#### What you will do:
Can you retype these items line for line, with no changes?

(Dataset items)
====================

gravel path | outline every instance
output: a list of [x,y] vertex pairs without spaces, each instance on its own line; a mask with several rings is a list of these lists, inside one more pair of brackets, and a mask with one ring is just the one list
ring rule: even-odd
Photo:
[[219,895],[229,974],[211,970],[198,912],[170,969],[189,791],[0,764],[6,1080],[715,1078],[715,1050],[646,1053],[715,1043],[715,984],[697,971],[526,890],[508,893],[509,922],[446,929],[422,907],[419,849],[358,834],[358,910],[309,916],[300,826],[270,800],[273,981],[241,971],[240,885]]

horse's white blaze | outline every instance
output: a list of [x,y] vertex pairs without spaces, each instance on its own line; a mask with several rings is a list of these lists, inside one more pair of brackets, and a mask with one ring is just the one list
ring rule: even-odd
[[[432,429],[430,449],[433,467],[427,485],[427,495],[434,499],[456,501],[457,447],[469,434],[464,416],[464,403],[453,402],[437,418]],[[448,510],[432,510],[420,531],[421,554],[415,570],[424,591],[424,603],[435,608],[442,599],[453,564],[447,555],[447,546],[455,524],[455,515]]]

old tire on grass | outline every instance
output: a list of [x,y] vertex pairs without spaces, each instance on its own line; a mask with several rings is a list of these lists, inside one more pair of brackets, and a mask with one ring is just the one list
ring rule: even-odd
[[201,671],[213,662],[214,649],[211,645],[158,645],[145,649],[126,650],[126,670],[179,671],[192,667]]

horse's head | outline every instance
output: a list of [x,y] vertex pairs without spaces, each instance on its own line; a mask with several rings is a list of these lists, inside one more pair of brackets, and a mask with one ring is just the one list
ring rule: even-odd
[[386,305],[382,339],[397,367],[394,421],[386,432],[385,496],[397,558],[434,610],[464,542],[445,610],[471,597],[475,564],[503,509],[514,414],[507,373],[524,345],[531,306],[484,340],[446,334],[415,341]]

====================

#### The reply:
gravel path | outline every instance
output: a list of [x,y] vertex pairs without spaces, each instance on its own line; a mask with several rings is a list of these lists, inside one more pair of brackets, and a mask with one ring is just the one list
ring rule: even-odd
Photo:
[[219,895],[229,974],[211,970],[198,912],[170,969],[189,791],[0,764],[6,1080],[715,1078],[715,1050],[646,1053],[715,1043],[715,984],[697,971],[526,890],[508,893],[509,922],[446,929],[422,907],[419,849],[358,834],[358,910],[309,916],[300,826],[270,800],[273,981],[241,971],[240,885]]

horse's white blaze | outline every instance
output: a list of [x,y] vertex pairs without spaces, each instance on its own line; a mask with several rings is a list of these lists, inside one more pair of brackets, and a mask with one ring is just the one list
ring rule: even-odd
[[[432,429],[430,449],[433,467],[427,485],[427,495],[434,499],[456,501],[457,447],[469,434],[464,416],[464,403],[453,402],[437,418]],[[448,510],[432,510],[420,531],[421,554],[415,570],[424,591],[424,603],[435,608],[442,599],[453,564],[447,555],[447,546],[455,524],[455,515]]]

old tire on grass | outline every instance
output: a list of [x,y] vertex pairs without spaces, each instance on its own line; a mask with several rings is a list of these lists, inside one more pair of brackets, and a mask with one ring is just the one list
ring rule: even-odd
[[201,671],[213,662],[214,649],[211,645],[158,645],[145,649],[126,650],[126,670],[179,671],[192,667]]

horse's head | outline every instance
output: a list of [x,y] vertex pairs without spaces, each instance on its own line; a mask with several rings is a list of these lists, inside one more pair of brackets, and a mask with one ring is just the one list
ring rule: even-odd
[[386,305],[382,339],[397,367],[394,421],[386,432],[385,496],[397,558],[434,610],[464,542],[445,610],[471,597],[475,564],[503,509],[514,414],[507,373],[524,345],[531,306],[484,340],[446,334],[415,341]]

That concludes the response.